Data supplied |
■ ■ ■

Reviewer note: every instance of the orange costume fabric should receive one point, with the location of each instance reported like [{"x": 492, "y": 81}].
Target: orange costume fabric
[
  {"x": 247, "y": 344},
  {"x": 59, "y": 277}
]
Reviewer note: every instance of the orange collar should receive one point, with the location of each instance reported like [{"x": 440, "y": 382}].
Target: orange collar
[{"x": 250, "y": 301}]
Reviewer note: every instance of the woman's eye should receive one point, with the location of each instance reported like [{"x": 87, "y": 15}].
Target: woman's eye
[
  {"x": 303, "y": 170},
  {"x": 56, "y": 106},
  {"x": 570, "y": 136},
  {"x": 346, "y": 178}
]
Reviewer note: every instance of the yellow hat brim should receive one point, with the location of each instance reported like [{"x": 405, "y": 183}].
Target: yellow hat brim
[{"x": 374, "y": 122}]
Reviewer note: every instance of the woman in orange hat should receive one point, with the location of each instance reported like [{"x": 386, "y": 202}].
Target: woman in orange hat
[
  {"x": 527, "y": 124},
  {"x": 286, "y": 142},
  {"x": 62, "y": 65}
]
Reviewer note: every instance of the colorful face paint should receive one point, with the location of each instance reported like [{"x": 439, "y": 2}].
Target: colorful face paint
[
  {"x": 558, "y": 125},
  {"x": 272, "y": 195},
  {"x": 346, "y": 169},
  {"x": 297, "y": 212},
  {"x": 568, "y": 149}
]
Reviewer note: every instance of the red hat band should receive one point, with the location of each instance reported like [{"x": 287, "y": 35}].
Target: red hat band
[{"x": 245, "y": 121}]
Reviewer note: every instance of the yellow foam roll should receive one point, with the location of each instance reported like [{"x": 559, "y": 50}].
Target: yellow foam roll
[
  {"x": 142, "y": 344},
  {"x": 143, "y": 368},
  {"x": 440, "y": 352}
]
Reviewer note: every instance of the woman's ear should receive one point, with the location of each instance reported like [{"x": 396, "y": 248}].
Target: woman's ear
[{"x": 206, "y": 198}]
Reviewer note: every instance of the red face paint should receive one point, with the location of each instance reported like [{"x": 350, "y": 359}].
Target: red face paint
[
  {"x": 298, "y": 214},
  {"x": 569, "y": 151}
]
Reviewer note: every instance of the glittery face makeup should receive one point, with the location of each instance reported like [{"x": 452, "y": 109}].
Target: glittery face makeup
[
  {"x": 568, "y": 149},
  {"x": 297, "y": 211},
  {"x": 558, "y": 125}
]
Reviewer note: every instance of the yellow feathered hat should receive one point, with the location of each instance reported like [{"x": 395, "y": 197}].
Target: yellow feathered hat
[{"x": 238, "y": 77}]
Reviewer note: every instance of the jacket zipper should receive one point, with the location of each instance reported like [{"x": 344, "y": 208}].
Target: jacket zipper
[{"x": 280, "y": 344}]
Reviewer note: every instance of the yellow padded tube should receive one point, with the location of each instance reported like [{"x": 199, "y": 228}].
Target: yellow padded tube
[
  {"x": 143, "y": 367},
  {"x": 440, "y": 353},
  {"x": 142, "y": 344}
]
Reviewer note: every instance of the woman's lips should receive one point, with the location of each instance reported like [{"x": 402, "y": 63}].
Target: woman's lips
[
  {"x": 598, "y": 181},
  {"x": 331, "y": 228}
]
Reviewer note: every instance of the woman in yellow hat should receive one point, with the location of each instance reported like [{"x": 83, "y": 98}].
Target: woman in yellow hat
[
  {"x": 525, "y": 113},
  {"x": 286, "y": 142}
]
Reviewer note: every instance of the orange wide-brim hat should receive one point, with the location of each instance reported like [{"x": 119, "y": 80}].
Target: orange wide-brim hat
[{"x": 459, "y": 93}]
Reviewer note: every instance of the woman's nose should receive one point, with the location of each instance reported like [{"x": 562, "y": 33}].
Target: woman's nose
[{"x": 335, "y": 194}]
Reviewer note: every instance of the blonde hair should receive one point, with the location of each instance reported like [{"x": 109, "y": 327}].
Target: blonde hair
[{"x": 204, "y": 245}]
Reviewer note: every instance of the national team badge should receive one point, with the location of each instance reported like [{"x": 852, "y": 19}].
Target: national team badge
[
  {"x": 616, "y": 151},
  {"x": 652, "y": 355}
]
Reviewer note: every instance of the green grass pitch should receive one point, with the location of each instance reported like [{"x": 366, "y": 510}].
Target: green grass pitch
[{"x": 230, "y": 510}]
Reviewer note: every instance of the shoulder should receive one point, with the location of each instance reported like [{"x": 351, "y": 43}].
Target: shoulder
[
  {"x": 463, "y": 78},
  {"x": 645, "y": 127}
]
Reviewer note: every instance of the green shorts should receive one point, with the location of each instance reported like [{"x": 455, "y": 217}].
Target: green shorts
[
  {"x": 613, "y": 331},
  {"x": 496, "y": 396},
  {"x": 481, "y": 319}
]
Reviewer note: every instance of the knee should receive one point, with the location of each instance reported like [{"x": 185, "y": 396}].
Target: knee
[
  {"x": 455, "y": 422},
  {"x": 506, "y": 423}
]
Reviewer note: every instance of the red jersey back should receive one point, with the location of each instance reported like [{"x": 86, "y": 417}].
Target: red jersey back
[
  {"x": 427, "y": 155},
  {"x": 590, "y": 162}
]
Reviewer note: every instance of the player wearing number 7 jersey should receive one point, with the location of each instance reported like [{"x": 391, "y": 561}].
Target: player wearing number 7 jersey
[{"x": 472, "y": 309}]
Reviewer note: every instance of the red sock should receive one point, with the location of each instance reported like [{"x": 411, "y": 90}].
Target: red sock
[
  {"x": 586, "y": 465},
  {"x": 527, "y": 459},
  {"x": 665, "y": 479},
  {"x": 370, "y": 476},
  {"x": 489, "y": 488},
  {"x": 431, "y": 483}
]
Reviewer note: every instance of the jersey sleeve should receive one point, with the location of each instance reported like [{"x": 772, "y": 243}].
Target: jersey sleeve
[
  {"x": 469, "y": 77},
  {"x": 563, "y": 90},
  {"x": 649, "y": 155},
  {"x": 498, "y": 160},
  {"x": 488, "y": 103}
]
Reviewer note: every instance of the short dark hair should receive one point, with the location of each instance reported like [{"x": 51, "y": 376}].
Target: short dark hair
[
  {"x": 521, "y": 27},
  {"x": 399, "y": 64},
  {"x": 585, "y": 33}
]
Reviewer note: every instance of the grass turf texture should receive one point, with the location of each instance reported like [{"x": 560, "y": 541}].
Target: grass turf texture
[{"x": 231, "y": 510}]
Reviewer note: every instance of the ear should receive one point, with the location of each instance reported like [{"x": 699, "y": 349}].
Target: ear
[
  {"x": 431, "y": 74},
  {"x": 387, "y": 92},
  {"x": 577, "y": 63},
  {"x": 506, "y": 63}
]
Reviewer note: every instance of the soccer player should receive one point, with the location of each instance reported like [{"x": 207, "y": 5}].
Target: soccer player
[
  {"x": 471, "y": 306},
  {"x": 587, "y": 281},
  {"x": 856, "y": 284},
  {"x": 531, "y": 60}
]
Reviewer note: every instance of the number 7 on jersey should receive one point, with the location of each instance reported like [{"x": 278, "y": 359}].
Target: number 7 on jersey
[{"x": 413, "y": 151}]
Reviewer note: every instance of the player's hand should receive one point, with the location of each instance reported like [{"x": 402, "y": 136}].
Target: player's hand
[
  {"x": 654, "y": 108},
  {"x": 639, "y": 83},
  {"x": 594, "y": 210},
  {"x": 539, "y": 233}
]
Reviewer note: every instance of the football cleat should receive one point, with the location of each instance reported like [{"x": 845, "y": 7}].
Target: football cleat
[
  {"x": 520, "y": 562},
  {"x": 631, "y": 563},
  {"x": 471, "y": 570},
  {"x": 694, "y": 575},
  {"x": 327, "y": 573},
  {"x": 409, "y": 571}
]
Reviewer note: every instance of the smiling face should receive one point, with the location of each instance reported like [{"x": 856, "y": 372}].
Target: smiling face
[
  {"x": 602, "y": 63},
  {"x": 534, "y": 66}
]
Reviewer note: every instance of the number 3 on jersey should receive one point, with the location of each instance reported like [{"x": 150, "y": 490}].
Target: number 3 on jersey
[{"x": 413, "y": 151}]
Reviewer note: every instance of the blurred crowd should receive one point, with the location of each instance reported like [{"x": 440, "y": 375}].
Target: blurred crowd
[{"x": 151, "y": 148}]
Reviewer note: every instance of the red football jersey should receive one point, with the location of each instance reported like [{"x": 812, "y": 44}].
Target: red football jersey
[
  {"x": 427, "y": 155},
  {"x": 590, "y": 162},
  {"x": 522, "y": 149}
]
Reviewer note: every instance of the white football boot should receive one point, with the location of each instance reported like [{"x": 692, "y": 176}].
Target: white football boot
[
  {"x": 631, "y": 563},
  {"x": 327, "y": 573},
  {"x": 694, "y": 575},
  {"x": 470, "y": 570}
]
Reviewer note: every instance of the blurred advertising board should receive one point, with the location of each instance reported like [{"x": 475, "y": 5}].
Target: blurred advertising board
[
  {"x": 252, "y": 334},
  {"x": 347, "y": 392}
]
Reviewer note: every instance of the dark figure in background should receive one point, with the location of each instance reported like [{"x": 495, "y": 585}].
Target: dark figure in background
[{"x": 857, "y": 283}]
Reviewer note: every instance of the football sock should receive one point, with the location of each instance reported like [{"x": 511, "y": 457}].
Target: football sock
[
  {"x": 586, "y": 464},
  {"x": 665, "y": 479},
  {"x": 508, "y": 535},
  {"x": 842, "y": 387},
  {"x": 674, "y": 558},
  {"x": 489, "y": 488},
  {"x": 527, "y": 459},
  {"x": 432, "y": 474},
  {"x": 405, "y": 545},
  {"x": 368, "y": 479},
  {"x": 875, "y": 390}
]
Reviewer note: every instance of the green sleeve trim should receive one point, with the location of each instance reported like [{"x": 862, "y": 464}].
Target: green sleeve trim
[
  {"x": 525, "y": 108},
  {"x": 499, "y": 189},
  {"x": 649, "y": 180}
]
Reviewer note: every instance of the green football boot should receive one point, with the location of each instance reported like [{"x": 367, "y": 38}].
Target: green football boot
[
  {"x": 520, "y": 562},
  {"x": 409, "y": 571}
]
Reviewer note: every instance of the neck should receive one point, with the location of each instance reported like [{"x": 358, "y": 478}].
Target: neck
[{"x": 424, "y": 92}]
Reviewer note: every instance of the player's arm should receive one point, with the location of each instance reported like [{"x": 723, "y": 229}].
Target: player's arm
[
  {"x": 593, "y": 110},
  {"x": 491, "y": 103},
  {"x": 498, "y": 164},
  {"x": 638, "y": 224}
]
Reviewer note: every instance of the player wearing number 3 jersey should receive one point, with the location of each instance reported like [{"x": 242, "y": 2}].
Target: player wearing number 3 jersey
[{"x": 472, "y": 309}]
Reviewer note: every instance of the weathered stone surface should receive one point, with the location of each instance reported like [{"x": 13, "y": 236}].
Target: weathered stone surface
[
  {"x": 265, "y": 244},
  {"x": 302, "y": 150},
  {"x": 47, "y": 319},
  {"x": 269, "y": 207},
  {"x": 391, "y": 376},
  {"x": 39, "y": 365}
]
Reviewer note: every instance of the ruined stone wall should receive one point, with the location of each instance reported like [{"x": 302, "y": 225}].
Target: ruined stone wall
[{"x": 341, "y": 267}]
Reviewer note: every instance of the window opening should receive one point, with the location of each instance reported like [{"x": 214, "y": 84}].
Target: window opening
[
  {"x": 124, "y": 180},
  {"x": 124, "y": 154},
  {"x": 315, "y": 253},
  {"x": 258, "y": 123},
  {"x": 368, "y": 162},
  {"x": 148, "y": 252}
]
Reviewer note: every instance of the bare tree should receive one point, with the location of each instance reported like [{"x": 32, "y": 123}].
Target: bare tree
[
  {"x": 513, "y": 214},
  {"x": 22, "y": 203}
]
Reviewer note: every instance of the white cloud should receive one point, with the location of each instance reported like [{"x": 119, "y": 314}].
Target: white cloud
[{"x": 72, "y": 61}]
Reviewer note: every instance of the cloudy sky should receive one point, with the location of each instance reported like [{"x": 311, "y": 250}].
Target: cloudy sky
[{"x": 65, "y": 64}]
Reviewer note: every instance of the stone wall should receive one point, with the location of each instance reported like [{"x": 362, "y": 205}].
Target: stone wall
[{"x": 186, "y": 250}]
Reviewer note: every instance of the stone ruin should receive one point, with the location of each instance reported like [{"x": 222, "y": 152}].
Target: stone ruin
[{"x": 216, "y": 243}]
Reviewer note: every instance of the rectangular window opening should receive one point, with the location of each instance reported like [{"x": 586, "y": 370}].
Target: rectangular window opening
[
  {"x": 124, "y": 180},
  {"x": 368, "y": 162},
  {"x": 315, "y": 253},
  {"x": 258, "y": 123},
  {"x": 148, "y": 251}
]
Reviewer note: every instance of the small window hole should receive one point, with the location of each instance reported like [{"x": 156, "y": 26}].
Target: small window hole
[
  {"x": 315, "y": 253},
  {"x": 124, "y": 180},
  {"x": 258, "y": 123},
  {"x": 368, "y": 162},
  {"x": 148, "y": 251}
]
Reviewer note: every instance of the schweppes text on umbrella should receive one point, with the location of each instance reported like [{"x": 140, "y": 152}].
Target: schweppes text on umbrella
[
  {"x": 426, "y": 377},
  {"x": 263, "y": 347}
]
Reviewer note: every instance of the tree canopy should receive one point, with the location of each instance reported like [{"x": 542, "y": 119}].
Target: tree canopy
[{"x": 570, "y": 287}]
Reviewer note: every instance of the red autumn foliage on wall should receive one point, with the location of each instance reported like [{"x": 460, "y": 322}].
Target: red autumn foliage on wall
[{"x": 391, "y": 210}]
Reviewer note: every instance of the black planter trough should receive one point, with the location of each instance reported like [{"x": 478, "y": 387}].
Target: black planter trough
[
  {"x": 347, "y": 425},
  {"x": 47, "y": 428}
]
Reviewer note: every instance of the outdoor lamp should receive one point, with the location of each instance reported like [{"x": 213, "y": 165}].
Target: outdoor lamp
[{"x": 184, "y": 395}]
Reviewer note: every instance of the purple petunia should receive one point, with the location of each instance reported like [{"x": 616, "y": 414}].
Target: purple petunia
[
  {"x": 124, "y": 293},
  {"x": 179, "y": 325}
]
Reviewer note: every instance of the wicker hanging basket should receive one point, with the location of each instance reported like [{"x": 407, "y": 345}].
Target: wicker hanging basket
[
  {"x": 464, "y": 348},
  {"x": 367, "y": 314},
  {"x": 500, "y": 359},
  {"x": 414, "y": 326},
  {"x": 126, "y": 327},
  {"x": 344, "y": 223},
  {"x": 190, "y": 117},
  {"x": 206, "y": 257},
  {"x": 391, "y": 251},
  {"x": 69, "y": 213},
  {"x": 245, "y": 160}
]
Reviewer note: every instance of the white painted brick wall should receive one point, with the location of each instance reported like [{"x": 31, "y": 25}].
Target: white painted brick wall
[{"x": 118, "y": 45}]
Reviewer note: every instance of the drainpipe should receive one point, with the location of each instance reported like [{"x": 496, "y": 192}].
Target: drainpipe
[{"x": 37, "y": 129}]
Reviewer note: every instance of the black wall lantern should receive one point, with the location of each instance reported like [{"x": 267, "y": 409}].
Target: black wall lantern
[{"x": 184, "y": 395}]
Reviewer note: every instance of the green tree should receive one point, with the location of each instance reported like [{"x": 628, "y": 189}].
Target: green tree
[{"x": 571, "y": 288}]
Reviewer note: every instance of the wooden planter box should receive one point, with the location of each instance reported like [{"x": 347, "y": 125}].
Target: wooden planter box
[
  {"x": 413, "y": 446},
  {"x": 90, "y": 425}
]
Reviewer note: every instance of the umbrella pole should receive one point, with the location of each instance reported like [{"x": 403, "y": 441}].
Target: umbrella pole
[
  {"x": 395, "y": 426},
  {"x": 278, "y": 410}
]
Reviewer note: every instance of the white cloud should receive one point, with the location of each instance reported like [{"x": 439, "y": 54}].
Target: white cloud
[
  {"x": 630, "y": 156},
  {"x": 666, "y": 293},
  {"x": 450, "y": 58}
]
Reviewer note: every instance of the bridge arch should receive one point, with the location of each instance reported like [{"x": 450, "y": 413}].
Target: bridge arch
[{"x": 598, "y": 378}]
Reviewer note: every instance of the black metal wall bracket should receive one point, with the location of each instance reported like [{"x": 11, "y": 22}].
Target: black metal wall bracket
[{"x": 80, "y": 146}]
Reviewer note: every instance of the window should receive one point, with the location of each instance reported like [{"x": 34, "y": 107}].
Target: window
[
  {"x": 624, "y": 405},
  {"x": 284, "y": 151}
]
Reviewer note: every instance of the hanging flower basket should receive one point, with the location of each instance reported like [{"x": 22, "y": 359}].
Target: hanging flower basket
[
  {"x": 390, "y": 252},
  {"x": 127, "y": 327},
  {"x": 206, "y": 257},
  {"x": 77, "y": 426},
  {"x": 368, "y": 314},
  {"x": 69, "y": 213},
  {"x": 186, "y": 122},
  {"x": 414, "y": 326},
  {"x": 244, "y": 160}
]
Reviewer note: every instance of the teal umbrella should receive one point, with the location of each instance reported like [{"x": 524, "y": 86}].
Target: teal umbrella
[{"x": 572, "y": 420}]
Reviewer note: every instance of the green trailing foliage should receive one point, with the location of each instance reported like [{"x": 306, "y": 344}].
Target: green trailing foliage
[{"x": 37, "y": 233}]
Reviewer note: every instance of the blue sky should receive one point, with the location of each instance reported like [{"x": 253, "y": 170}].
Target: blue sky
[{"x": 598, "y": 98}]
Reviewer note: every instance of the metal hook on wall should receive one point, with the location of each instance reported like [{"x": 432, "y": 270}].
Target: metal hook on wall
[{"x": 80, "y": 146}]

■ ■ ■

Objective |
Copy the data from the line containing "Reviewer note: every instance of the blue" up to and including the final line, and raise every x and y coordinate in the answer point lists by 114. Leave the values that follow "reported like" unchanged.

Task answer |
Reviewer note: every instance of the blue sky should receive one point, with the location of each instance reported like [{"x": 253, "y": 170}].
Target: blue sky
[{"x": 712, "y": 212}]
Reviewer note: every instance of the metal hook on wall should receive one point, with the location of each instance reported like [{"x": 432, "y": 270}].
Target: metal hook on wall
[{"x": 194, "y": 260}]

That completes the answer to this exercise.